• **WHAT THE EXERCISE ASKS**
Write each line out exactly, leaving none out.

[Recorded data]
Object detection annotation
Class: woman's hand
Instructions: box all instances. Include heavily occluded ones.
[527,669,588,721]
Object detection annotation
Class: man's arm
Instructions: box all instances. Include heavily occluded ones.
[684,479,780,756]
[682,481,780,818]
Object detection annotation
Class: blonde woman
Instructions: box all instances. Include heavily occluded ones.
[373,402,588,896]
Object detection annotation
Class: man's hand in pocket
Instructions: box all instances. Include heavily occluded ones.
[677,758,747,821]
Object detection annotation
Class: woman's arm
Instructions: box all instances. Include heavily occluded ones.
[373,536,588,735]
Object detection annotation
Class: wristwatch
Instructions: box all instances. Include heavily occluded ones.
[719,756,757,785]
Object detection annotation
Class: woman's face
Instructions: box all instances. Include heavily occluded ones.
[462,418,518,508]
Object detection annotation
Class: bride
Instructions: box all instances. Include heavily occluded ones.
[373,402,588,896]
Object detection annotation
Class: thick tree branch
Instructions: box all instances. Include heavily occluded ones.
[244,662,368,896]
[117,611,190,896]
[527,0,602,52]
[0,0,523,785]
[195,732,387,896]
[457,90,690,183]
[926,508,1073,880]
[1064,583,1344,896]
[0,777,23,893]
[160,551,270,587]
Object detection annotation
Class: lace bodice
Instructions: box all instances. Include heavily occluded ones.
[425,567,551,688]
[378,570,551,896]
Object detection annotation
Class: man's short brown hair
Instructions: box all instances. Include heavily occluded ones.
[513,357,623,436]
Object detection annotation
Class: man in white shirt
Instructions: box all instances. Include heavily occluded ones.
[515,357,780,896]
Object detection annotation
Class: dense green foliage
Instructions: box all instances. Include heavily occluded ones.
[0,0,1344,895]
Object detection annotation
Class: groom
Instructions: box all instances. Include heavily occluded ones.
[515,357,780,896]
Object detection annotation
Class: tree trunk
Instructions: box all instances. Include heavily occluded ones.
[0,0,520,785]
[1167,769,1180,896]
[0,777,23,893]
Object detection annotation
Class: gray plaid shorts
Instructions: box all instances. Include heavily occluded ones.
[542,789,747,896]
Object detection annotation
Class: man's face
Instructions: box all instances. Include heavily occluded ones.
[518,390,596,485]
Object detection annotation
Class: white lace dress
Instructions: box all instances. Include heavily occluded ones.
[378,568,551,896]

• **CORRECT ANSWER**
Object detection annotation
Class: woman's hand
Instructions: box all instances. Include heavily occluded ones.
[527,669,588,721]
Object detection annotation
Class: man's arm
Instructions: box all instances. Include heavily occluded ones.
[684,479,780,756]
[682,481,780,818]
Object detection annotation
Class: blonde woman
Instructions: box all instances. Include heavily occluded ones.
[373,402,588,896]
Object detection annotation
Class: man's hand in pocket
Instructions: box all instances. Include heavily occluded ones.
[677,758,747,821]
Object detection annotation
Class: woman's arm
Instructions: box all instances. Include heavily occluded ones.
[373,536,588,735]
Object detection annotation
Class: wristwatch
Instructions: box all instances. Include heavily occluded ones.
[719,756,757,785]
Object detection annotation
Class: woman's face
Instructions: box all instances. Include heavily occluded ones.
[462,418,518,508]
Object detection annotation
Class: bride
Instructions: box all instances. Include heavily occluded ones.
[373,402,588,896]
Object detection annotation
Class: thick tree branch
Instructions: box all instances. Include heavily occluded ones.
[244,662,368,896]
[117,611,190,896]
[527,0,602,52]
[0,0,523,785]
[195,732,387,896]
[457,90,690,183]
[926,508,1073,880]
[1064,583,1344,896]
[0,777,23,893]
[160,551,270,587]
Object detection annotation
Class: lace bodice
Instructions: box all instances. Include heavily occluded ones.
[425,567,551,688]
[378,570,551,896]
Object detection annotation
Class: man's short brown hair
Instructions: box all instances. Include heavily occluded ones.
[513,357,623,436]
Object detection annotation
Class: man in white shirt
Instructions: box all instances. Include heavily occluded ones.
[515,357,780,896]
Object detection annotation
Class: dense green foliage
Instructions: box all instances. Include heavily occluded ones.
[0,0,1344,895]
Object detection annotation
Class: groom
Instructions: box all instances. Include heavily occluded ones.
[515,357,780,896]
Object detection annotation
Class: tree trunk
Instructions: box all instances. Include heavily occluded ones.
[0,0,520,785]
[1167,769,1180,896]
[0,777,23,893]
Object detection annotation
Class: gray plaid shorts
Instructions: box all instances. Include heavily occluded ones.
[542,789,747,896]
Object detection annotation
Class: man's face
Instructions: box all instances. Include heavily occluded ones.
[518,390,596,485]
Object detection annotation
Class: white lace dress
Instructions: box all instances. Include heavily occluded ones.
[378,568,551,896]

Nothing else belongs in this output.